PAGE EXTRACT |
Chapter 9 Introduction to GLM

Top panel: Fred from Scooby Doo, about to unmask a bound villain, with the text 't-test, ANOVA, Correlation, Regression, etc.'; Bottom panel: Villain unmasked, with the text: 'The general linear model'; credit: Stuart Ritchie

9.1 Learning Objectives

9.1.1 Basic

  1. Define the components of the GLM
  2. Simulate data using GLM equations (video)
  3. Identify the model parameters that correspond to the data-generation parameters
  4. Understand and plot residuals (video)
  5. Predict new values using the model (video)
  6. Explain the differences among coding schemes (video)

9.1.2 Intermediate

  1. Demonstrate the relationships among two-sample t-test, one-way ANOVA, and linear regression
  2. Given data and a GLM, generate a decomposition matrix and calculate sums of squares, mean squares, and F ratios for a one-way ANOVA

9.3 Setup

# libraries needed for these examples
library(tidyverse)
library(broom)
set.seed(30250) # makes sure random numbers are reproducible

9.4 GLM

9.4.1 What is the GLM?

The General Linear Model (GLM) is a general mathematical framework for expressing relationships among variables that can express or test linear relationships between a numerical dependent variable and any combination of categorical or continuous independent variables.

9.4.2 Components

There are some mathematical conventions that you need to learn to understand the equations representing linear models. Once you understand those, learning about the GLM will get much easier.

Component of GLM Notation
Dependent Variable (DV) \(Y\)
Grand Average \(\mu\) (the Greek letter “mu”)
Main Effects \(A, B, C, \ldots\)
Interactions \(AB, AC, BC, ABC, \ldots\)
Random Error \(S(Group)\)

The linear equation predicts the dependent variable (\(Y\)) as the sum of the grand average value of \(Y\) (\(\mu\), also called the intercept), the main effects of all the predictor variables (\(A+B+C+ \ldots\)), the interactions among all the predictor variables (\(AB, AC, BC, ABC, \ldots\)), and some random error (\(S(Group)\)). The equation for a model with two predictor variables (\(A\) and \(B\)) and their interaction (\(AB\)) is written like this:

\(Y\) ~ \(\mu+A+B+AB+S(Group)\)

Don’t worry if this doesn’t make sense until we walk through a concrete example.

9.4.3 Simulating data from GLM

A good way to learn about linear models is to simulate data where you know exactly how the variables are related, and then analyse this simulated data to see where the parameters show up in the analysis.

We’ll start with a very simple linear model that just has a single categorical factor with two levels. Let’s say we’re predicting reaction times for congruent and incongruent trials in a Stroop task for a single participant. Average reaction time (mu) is 800ms, and is 50ms faster for congruent than incongruent trials (effect).

A factor is a categorical variable that is used to divide subjects into groups, usually to draw some comparison. Factors are composed of different levels. Do not confuse factors with levels!

In the example above, trial type is a , incongrunt is a , and congruent is a .

You need to represent categorical factors with numbers. The numbers, or coding scheme you choose will affect the numbers you get out of the analysis and how you need to interpret them. Here, we will effect code the trial types so that congruent trials are coded as +0.5, and incongruent trials are coded as -0.5.

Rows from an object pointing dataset
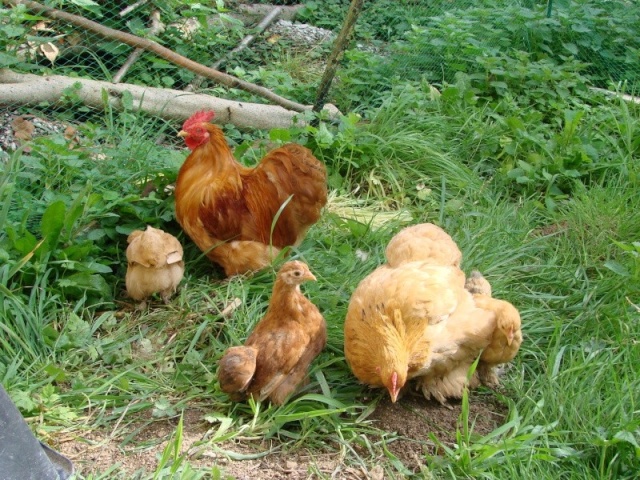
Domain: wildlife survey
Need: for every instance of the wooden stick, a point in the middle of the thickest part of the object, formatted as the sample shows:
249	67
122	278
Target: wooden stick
154	29
167	54
336	53
131	8
246	41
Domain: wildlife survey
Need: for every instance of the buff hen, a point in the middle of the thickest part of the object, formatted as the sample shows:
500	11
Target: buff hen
242	217
154	264
415	321
507	336
274	360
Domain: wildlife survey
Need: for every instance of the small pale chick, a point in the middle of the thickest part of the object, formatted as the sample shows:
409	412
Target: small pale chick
274	360
507	337
155	264
424	242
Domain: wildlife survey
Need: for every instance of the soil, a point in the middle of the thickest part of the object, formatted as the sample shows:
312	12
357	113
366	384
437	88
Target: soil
406	429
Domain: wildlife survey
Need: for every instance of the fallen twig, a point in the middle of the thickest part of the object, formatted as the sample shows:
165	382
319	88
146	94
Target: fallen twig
246	41
155	28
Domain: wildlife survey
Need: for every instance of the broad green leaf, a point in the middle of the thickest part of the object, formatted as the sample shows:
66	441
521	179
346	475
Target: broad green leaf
52	223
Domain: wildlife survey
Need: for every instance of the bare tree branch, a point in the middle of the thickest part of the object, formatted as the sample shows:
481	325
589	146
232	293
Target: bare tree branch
155	28
246	41
167	54
336	53
28	89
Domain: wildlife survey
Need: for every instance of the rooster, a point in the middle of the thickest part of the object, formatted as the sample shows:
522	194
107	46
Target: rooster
242	217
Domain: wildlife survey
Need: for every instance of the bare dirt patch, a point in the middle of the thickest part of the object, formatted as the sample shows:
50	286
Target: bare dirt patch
138	447
414	420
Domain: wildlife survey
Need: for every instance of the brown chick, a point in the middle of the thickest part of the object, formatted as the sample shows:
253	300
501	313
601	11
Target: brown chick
414	321
154	264
507	336
424	242
274	361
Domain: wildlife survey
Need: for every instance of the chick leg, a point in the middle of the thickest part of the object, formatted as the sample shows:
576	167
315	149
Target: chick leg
166	296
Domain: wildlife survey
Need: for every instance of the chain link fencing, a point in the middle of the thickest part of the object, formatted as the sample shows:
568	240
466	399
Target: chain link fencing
395	41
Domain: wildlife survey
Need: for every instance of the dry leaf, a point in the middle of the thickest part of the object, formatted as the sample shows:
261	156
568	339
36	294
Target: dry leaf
42	26
50	51
22	129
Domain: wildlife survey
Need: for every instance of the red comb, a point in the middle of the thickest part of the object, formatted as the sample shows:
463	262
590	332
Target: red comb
203	116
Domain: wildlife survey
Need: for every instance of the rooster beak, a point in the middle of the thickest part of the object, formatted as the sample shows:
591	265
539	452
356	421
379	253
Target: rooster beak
394	395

STATED PROBLEM 1 |
In the GLM chapter, what average reaction time does the Stroop task example use?
STATED PROBLEM 2 |
Tally the lines of the rows that contain the string "leaf". Case counts. Give only the number.
The text and the rows have no connection to each other.

TASK SOLUTION 1 |
800ms

TASK SOLUTION 2 |
4